> PAGE TEXT

....

Iran says it has ended the search for survivors from a strong earthquake that struck near its border with Iraq over the weekend, killing more than 530 people across the region and injuring some 7,000 others.
The magnitude 7.3 quake hit late Sunday, with its epicenter located about 19 miles south of Halabjah, Iraq. It was felt as far away as Baghdad and Tehran.
"The rescue operations in the [western] Kermanshah province have ended," Pir-Hossein Kolivand, head of Iran's Emergency Medical Services, said on state TV.
The Associated Press says the worst damage from the quake appeared to be in the Kurdish town of Sarpol-e Zahab in the western Iranian province of Kermanshah, near the border with Iraq. At least 14 provinces in Iran were affected by the temblor, and the death toll has risen above 530.
Al Jazeera reports that the Red Crescent Society of Iran deployed staff and volunteers to assist in rescue-and-relief operations, but officials acknowledged that finding survivors buried in the rubble was unlikely.

....

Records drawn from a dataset

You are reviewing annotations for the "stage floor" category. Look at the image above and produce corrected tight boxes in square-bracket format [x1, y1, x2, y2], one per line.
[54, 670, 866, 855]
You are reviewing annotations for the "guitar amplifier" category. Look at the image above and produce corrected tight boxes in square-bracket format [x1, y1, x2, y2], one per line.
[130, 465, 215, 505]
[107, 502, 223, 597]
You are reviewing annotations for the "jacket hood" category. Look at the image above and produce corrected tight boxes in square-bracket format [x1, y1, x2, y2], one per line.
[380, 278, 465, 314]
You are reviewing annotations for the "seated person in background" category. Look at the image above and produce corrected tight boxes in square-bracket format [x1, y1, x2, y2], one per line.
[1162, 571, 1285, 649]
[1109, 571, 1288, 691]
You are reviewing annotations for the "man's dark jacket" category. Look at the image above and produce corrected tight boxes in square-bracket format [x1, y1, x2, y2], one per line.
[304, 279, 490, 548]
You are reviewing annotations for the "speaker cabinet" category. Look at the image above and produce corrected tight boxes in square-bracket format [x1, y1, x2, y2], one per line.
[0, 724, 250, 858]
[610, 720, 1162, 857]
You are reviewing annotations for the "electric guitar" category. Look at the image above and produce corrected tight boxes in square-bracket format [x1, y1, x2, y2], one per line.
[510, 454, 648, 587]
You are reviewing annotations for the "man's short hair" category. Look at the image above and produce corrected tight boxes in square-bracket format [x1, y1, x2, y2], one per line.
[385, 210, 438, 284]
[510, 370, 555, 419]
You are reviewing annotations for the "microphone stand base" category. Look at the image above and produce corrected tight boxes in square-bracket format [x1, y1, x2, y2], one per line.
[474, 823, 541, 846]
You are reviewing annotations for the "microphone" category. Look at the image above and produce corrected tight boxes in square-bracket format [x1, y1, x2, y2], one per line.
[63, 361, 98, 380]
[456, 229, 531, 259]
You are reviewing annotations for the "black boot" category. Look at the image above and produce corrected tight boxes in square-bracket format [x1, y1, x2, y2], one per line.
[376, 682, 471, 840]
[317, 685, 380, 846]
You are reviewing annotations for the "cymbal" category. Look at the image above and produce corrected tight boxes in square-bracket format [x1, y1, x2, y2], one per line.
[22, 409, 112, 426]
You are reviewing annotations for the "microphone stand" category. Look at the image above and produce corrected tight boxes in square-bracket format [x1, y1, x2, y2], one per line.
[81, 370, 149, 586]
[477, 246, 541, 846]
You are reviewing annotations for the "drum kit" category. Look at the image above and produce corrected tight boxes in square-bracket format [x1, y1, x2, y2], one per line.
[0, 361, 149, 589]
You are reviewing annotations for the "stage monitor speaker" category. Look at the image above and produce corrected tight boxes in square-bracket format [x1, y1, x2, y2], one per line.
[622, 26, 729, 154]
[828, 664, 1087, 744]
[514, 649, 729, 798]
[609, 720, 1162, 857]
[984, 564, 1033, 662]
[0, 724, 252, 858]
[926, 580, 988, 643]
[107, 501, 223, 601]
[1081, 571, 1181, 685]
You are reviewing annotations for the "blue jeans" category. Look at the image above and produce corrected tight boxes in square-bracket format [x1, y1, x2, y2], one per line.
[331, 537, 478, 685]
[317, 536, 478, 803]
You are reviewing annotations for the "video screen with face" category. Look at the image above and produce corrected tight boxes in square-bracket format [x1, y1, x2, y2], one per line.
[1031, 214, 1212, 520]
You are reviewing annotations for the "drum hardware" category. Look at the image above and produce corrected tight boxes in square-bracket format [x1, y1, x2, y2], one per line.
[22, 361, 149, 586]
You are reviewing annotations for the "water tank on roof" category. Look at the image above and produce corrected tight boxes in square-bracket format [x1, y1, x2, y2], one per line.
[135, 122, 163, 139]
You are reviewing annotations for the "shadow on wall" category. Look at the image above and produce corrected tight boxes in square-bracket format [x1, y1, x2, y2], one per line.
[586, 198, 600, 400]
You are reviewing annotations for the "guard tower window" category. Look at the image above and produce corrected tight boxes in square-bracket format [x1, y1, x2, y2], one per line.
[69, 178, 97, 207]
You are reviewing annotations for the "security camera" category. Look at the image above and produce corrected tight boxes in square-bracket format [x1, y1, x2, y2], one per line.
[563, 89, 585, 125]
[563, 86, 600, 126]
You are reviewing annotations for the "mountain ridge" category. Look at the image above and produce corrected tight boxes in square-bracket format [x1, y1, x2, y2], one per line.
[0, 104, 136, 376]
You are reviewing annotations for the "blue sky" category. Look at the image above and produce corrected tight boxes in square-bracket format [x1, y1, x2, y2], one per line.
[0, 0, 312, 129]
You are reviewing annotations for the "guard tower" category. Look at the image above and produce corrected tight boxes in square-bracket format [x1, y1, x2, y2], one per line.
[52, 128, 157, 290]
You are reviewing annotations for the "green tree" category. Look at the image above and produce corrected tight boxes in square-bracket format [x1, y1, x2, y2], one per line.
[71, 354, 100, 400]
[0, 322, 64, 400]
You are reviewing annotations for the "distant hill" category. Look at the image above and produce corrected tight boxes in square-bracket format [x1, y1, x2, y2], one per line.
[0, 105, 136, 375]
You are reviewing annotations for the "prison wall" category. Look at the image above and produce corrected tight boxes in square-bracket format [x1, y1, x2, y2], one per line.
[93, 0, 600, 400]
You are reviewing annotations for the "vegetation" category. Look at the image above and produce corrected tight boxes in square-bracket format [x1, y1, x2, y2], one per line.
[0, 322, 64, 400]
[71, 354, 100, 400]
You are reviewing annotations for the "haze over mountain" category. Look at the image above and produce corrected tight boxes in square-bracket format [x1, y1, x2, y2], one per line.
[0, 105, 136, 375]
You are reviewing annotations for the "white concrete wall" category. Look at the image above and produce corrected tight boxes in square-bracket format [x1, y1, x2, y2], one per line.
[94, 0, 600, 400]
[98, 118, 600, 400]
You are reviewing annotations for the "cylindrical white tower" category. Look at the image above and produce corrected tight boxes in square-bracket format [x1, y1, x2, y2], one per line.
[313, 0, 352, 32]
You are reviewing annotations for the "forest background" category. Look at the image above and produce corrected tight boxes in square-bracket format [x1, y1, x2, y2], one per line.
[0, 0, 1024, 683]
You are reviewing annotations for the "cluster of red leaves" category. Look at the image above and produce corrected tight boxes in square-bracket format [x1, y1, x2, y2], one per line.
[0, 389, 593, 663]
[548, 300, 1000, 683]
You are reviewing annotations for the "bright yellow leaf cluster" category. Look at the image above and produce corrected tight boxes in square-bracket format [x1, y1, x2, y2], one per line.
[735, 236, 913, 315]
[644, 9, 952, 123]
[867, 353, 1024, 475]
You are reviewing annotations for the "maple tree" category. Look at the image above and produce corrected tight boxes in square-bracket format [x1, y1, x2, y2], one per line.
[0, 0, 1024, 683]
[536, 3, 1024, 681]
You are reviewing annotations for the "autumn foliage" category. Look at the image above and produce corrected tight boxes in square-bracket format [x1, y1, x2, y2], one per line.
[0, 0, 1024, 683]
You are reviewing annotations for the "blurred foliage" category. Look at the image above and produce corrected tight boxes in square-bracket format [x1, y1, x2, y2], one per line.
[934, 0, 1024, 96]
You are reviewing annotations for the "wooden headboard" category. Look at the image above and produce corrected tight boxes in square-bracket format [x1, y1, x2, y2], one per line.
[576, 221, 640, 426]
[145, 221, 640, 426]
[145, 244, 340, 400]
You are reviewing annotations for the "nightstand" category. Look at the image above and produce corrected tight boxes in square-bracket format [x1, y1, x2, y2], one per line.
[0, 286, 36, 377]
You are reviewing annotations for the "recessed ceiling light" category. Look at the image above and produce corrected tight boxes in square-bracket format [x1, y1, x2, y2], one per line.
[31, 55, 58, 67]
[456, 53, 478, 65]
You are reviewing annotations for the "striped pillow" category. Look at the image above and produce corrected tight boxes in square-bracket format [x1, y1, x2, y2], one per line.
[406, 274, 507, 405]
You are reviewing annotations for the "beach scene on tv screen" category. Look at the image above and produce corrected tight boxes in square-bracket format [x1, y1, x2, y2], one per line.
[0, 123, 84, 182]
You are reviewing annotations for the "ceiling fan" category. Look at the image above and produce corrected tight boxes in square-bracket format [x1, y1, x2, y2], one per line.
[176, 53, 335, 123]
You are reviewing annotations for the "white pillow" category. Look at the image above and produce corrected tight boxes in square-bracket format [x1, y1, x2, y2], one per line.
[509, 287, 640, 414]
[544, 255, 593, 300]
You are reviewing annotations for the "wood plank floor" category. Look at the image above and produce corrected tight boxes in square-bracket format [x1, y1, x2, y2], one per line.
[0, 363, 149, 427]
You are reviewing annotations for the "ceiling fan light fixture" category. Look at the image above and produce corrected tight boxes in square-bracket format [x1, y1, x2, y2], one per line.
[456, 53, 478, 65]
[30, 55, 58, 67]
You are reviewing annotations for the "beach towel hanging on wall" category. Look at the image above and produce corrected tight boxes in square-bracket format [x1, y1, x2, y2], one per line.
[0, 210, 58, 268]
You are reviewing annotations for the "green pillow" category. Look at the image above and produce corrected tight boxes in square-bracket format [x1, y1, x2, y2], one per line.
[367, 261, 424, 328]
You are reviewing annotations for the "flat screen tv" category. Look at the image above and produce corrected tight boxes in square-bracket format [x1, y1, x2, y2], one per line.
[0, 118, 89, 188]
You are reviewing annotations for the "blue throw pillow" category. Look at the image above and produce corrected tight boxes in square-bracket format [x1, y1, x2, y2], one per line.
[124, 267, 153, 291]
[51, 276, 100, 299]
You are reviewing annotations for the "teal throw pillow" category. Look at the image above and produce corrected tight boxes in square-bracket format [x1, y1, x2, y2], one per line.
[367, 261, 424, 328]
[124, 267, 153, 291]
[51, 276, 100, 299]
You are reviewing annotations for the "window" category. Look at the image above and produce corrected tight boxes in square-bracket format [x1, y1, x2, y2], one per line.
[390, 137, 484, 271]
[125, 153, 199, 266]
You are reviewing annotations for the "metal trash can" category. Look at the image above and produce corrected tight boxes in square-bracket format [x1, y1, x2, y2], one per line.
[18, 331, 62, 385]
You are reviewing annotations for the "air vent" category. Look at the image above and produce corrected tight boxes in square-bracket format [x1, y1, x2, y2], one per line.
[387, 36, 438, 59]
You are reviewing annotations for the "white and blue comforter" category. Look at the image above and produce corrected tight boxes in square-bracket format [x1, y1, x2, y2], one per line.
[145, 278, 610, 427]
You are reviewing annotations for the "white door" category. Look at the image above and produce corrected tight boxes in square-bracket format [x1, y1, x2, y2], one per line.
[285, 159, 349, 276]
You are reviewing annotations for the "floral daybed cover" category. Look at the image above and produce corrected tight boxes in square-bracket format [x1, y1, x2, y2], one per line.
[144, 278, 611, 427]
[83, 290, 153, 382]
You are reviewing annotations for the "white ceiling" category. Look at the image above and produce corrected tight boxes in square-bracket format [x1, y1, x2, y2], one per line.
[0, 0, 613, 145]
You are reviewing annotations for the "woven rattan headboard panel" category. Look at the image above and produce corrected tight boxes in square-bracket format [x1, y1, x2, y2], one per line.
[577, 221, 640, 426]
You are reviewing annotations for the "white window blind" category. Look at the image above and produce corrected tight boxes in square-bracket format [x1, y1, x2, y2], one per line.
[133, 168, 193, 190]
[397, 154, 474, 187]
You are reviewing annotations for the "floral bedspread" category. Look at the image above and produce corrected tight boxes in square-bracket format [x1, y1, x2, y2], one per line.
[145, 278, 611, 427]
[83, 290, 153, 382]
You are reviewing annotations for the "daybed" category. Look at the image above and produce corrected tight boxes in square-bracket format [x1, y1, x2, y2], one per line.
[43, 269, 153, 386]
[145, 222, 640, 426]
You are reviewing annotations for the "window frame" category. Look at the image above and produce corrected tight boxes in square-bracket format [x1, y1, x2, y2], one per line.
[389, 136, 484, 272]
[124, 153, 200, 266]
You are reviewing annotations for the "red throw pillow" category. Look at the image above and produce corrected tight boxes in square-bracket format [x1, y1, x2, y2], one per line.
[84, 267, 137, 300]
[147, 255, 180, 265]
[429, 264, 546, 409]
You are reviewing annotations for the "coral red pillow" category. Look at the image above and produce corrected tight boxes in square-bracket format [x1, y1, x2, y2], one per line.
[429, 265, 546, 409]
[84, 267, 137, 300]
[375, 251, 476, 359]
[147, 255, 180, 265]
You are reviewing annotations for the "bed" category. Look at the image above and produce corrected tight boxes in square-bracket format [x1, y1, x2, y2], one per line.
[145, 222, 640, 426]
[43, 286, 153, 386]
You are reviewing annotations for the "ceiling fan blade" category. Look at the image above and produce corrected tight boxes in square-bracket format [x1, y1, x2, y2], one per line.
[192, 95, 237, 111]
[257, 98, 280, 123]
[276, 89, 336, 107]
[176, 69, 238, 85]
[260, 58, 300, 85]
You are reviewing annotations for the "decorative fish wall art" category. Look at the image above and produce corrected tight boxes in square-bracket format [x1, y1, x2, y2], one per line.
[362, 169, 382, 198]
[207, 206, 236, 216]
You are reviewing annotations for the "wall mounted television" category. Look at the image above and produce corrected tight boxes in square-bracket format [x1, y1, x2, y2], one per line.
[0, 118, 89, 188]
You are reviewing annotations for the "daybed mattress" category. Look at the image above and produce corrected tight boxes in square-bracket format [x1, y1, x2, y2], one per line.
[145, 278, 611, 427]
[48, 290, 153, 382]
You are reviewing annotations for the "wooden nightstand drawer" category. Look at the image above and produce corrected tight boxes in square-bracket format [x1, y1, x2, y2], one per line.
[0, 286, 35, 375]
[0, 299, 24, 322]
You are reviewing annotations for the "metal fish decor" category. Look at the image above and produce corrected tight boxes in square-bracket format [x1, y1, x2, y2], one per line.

....

> ACTIVITIES
1 > Decide whether each statement agrees with the earthquake report, answering yes or no and quoting the words of the report that settle it: (a) The epicenter lay about 19 miles south of Halabjah. (b) The quake was felt in Baghdad and Tehran. (c) Officials expected to find many survivors in the rubble.
2 > Write the next part of the earthquake report, picking up after its last sentence.

> OUTPUTS BY TASK
1 >
(a) Yes: "with its epicenter located about 19 miles south of Halabjah, Iraq"
(b) Yes: "It was felt as far away as Baghdad and Tehran."
(c) No: "officials acknowledged that finding survivors buried in the rubble was unlikely"

2 >
"It is total chaos here, most homes are destroyed in Kermanshah and people are stuck under bricks and debris after the earthquake," Ali Sadeghi, a volunteer from the Red Crescent Society, told Al Jazeera, adding that "families of those trapped are also pulling people hoping to find them alive."
NPR's Jane Arraf, reporting from the Kurdistan region of Iraq, says the Red Crescent there is trying to ensure that those who lost their homes in the temblor won't freeze to death from lack of shelter. She says Turkey, despite its troubled relations with Kurds, has sent blankets to the region.
Reuters, quoting Iran state television, said thousands of people were huddled in makeshift camps and that many people spent a second night in the open, fearing aftershocks.